*WRITTEN PROBLEM*: Reproduce every record below exactly as it appears.

*Records from a data collection*:
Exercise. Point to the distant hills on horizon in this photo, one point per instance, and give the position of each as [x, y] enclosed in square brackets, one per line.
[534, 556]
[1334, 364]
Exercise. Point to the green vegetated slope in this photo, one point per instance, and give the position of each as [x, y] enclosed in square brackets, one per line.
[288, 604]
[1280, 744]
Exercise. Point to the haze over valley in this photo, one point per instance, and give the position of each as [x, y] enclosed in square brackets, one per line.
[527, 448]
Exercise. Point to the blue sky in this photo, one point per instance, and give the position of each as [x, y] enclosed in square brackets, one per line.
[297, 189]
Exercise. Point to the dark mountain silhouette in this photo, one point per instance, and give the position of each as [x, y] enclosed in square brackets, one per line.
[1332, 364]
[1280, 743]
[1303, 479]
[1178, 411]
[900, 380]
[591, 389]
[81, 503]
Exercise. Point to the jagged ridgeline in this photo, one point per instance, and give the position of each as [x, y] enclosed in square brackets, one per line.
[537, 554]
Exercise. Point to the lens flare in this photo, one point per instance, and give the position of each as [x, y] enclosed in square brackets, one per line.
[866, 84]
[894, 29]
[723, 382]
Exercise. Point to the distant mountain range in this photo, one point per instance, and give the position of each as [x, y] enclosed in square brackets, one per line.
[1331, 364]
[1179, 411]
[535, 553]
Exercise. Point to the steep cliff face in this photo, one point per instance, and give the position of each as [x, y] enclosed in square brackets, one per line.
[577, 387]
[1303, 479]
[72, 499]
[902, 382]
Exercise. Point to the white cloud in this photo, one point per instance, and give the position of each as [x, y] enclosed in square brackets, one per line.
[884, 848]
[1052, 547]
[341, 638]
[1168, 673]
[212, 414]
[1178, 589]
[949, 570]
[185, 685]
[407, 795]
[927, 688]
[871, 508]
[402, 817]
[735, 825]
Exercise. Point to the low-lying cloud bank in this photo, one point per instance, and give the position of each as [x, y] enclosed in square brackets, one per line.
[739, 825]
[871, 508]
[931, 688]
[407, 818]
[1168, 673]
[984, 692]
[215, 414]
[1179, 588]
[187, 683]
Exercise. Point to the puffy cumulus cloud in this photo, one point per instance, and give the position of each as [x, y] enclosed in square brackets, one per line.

*WRITTEN ANSWER*:
Exercise. Point to the distant hills on horizon in this photo, one point per instance, and give the position of each as [x, y] enclosed in square brackets, one per line.
[534, 556]
[1334, 364]
Exercise. Point to the green vegetated slope in this photo, one point per instance, and give the position of each as [x, y] enclosed in square brackets, one per line.
[288, 604]
[1280, 744]
Exercise. Point to the haze over valley in this photo, one point per instance, and give the position of each as [x, y] enclosed in square brackets, one per line.
[527, 448]
Exercise. Point to the blue sky in this photo, one point per instance, and give the position of each as [x, y] enclosed in square brackets, one per line.
[297, 189]
Exercise. Point to the dark mountain silhouette in this photo, one point per instance, and give the position of each as [x, y] enclosed in square brackets, one per line.
[1332, 364]
[1280, 743]
[1303, 479]
[1178, 411]
[900, 380]
[591, 389]
[81, 503]
Exercise. Point to the jagged ridgeline in this photo, one point per instance, and give the position of each as [x, y] enclosed in square brackets, one per line.
[537, 554]
Exercise. Point to the lens flare in this photo, one point per instance, and give the position of each as [x, y] enclosed in square brackets, one per line.
[866, 84]
[894, 29]
[723, 382]
Exercise. Point to the distant mountain range in this photo, one point per instance, and give the position of each as [x, y] enclosed in square brackets, one per line.
[1331, 364]
[1179, 411]
[535, 553]
Exercise. Point to the steep cliff face in this photo, one point per instance, and give the position of each as [x, y] enclosed in square brackets, one per line.
[577, 387]
[1303, 479]
[72, 499]
[902, 382]
Exercise. Point to the white cloud in this photo, one point per instance, and give the position of each as [x, y] enclosed in square brackets, one per line.
[884, 848]
[1052, 547]
[341, 638]
[1168, 673]
[212, 414]
[1178, 589]
[949, 570]
[185, 685]
[407, 795]
[927, 688]
[871, 508]
[402, 817]
[735, 825]
Exercise. Point to the low-lying cloud bank in this photo, one point per instance, and give the position of each as [x, y] enclosed in square brackets, one per line.
[739, 825]
[871, 508]
[931, 688]
[407, 818]
[1168, 673]
[984, 692]
[215, 414]
[1179, 588]
[187, 683]
Exercise. Point to the puffy cumulus cloud in this photo, one point per instance, and give the position of each as [x, y] enclosed in square brackets, one per line.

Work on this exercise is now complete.